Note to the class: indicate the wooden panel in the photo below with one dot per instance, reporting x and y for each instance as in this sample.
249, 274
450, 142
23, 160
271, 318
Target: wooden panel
^^^^^^^^
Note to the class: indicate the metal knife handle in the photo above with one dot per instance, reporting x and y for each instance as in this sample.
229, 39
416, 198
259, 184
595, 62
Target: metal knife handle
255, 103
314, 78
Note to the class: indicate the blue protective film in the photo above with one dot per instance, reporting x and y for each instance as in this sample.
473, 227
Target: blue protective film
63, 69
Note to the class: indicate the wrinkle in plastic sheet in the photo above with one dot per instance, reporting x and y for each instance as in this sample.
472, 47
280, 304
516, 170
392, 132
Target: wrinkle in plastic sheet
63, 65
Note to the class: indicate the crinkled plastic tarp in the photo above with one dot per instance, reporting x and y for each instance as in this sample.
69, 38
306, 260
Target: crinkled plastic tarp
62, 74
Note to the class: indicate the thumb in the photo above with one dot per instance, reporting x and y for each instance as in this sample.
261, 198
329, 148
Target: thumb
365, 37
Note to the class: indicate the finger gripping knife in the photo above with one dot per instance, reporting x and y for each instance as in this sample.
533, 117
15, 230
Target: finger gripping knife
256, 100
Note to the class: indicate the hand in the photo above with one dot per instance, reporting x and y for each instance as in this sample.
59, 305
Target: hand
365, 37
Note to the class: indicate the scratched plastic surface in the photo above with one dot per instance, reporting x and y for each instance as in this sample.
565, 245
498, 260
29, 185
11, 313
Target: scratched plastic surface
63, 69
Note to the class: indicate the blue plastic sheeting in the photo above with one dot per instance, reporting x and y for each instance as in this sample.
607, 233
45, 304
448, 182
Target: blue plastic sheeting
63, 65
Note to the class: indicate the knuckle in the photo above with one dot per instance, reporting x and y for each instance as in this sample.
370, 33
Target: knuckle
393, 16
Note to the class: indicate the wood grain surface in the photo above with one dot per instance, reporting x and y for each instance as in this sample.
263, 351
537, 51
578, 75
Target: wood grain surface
^^^^^^^^
• WHAT YOU SHOULD DO
Copy out, character for character, the rows starting with the line that contains "Note to the class: indicate the wooden" and ending with the line that contains "Target: wooden panel", both included.

• IN RESPONSE
Note to the class: indicate the wooden panel in the photo below with one dot per instance, reporting x and y for each instance as in this sample.
249, 274
450, 142
23, 160
271, 318
Target: wooden panel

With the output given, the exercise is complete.